> _Task statement_
Every record below needs to be printed again exactly.

> _Supplied entries_
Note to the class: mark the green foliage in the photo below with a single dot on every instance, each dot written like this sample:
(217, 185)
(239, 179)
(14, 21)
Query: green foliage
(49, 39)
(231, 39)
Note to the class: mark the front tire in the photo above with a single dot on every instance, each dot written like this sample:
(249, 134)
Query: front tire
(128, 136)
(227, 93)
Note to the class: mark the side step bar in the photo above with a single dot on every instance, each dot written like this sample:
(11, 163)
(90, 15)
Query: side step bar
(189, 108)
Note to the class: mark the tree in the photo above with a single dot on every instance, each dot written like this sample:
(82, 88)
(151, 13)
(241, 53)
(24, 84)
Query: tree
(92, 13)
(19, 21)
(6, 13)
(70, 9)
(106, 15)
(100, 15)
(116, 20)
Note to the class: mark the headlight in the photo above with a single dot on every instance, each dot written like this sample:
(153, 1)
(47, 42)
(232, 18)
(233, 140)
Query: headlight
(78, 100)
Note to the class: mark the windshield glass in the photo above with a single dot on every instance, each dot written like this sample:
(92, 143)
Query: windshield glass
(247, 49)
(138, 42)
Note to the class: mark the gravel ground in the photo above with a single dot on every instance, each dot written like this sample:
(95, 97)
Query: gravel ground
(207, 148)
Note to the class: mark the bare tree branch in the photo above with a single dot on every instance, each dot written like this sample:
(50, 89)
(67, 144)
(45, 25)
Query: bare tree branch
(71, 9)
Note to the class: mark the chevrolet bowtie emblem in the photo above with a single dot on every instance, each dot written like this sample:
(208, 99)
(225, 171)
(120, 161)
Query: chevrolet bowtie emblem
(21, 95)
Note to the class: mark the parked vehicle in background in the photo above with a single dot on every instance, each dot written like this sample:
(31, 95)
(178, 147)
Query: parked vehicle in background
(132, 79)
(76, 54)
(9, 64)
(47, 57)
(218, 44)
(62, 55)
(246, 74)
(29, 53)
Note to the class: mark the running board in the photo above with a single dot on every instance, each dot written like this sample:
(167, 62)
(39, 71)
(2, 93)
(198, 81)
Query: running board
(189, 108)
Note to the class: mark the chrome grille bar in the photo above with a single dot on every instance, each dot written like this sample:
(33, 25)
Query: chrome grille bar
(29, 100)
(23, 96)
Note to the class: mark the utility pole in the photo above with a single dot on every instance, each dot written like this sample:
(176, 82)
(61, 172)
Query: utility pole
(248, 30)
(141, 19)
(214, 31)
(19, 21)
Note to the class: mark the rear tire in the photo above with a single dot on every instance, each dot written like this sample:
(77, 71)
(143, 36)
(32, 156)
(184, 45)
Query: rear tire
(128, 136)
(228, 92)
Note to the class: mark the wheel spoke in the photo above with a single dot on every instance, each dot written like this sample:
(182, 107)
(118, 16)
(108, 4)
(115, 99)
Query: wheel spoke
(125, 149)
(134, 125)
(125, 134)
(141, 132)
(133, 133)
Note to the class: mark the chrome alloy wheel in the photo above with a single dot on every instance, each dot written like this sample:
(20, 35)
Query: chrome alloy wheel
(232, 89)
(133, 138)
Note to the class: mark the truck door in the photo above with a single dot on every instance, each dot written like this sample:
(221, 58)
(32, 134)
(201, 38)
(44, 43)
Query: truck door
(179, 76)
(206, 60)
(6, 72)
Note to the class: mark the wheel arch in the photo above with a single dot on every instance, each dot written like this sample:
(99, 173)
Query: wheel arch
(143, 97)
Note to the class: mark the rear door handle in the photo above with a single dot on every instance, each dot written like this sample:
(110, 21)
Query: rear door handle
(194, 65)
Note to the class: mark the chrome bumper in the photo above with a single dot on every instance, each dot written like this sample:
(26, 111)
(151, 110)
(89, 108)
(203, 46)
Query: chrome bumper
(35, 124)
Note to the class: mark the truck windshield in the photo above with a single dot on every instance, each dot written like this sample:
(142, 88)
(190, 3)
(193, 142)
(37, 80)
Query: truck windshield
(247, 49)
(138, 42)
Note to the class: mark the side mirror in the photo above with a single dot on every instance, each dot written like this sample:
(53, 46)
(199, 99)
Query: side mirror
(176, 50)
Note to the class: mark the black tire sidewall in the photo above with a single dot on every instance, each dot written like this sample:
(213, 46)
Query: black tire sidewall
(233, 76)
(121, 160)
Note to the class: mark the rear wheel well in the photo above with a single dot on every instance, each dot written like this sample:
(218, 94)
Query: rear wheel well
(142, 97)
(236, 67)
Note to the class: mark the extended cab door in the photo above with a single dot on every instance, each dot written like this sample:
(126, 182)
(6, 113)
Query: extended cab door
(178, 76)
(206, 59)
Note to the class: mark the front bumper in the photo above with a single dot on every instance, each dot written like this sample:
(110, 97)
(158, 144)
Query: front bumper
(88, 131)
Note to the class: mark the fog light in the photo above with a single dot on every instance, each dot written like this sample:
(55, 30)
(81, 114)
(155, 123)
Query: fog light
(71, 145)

> _Result below_
Note to the class: mark the green foliage in the photo below with a single dot on every instance, each dot written like this sample:
(217, 185)
(239, 179)
(14, 21)
Query: green foliage
(49, 39)
(231, 39)
Note to the class: mark the front tire in the photo above with a single dot on every instance, each dot written like this sample:
(249, 134)
Query: front tire
(128, 136)
(227, 93)
Note to the class: mark the side step bar in the photo above with a single dot on every instance, each dot written like this sample:
(11, 163)
(90, 15)
Query: side step bar
(189, 108)
Note to the class: mark the tree in the photo above with a single dot on every instance, each dot written like this sample:
(82, 88)
(151, 13)
(241, 53)
(24, 84)
Query: tree
(92, 13)
(19, 21)
(6, 13)
(70, 9)
(106, 15)
(100, 15)
(116, 20)
Note to the class: mark the headlight in the photo above with a single dot on every instance, each dot written like this sample:
(153, 1)
(47, 42)
(232, 18)
(233, 140)
Query: headlight
(78, 100)
Note to the class: mark the windshield glass in the photo above with a single dot on every instance, each dot written like this sample:
(92, 143)
Query: windshield glass
(247, 49)
(138, 42)
Note to the class: mark the gravel ground in the photo above with a single dot on every instance, each dot written like this sample:
(95, 97)
Query: gravel ground
(207, 148)
Note to the class: mark the bare tree branch in the photo above with a single dot on every instance, each dot written like this sample:
(50, 89)
(67, 144)
(45, 25)
Query: bare tree branch
(71, 9)
Note to the class: mark the chevrolet bowtie emblem in the photo above with a single dot on every instance, each dot written like this sample:
(208, 99)
(225, 171)
(120, 161)
Query: chevrolet bowtie emblem
(21, 95)
Note to the class: mark the parked vehicle in background in the photo above with a single dot on every instance, each dot written like this sample:
(31, 95)
(178, 147)
Query: parked vehicle in background
(132, 79)
(76, 54)
(9, 64)
(47, 57)
(218, 44)
(62, 55)
(246, 74)
(29, 53)
Note to the class: mark the running board in the photo above with a single dot on every instance, each dot written like this sample:
(167, 62)
(39, 71)
(2, 93)
(198, 81)
Query: running board
(189, 108)
Note to the class: mark the chrome grille bar in the photo above with a single dot on every instance, each dot written like this sample:
(33, 25)
Query: chrome grille bar
(29, 100)
(23, 96)
Note to the class: mark the utility pole in the photo above with a single dot on every instance, each dot written like this sample:
(176, 82)
(61, 172)
Query: utility pole
(248, 30)
(141, 19)
(214, 31)
(19, 21)
Note to the class: mark the rear tire in the photo above with a single dot on every instance, each dot written like this sample:
(77, 71)
(143, 36)
(32, 156)
(184, 45)
Query: rear tire
(128, 136)
(228, 92)
Note to the class: mark the wheel spoke in the photo above with a single dot on every instance, each dot written like this sample:
(182, 107)
(118, 16)
(108, 4)
(115, 99)
Query: wheel spoke
(125, 149)
(134, 125)
(125, 134)
(141, 132)
(133, 133)
Note to the class: mark the chrome alloy wheel in the photo above with a single dot on every instance, each dot written like this sample:
(20, 35)
Query: chrome alloy wheel
(232, 89)
(133, 138)
Note to the class: mark the truck door in the photo above with a single dot on every instance, each dot written like this sample:
(221, 58)
(32, 134)
(201, 38)
(44, 43)
Query: truck door
(179, 76)
(206, 60)
(6, 72)
Note to the class: mark the wheel arch in the photo above with a single dot on every instance, each dot written like this sample:
(99, 173)
Query: wheel arch
(143, 97)
Note to the class: mark the rear door handle in the photo above with a single dot on every instance, each dot written like this sample:
(110, 21)
Query: rear door handle
(194, 65)
Note to the class: mark the chrome bumper in the photo above with a single dot on every instance, each dot written like this sample:
(26, 111)
(151, 110)
(89, 108)
(203, 46)
Query: chrome bumper
(35, 124)
Note to the class: mark the truck windshield in the photo above with a single dot on every instance, each dot written like this sample:
(142, 88)
(190, 3)
(193, 142)
(37, 80)
Query: truck windshield
(247, 49)
(138, 42)
Note to the class: mark the side mirror in the photo above with a single dot on every instance, each dot written like this sample:
(53, 46)
(199, 99)
Query: side mirror
(176, 50)
Note to the class: mark the black tire sidewall in the photo above with a single dot on every instance, each dot written like this sample:
(213, 46)
Query: black tire sidewall
(233, 76)
(121, 160)
Note to the class: mark the rear wheel well in the photo above with a single dot on every instance, each dot written like this sample:
(218, 94)
Query: rear wheel well
(142, 97)
(236, 67)
Note to the class: mark the extended cab door in the photo above with a single dot on every instance, each dot written like this sample:
(126, 182)
(6, 113)
Query: extended cab door
(178, 76)
(206, 59)
Note to the class: mark the front bumper in the photo above with a single dot on every instance, each dot written like this sample:
(110, 97)
(158, 144)
Query: front bumper
(88, 131)
Note to the class: mark the fog light in the photo above with a single dot on every instance, each dot written like this sample:
(55, 30)
(81, 114)
(155, 123)
Query: fog light
(71, 145)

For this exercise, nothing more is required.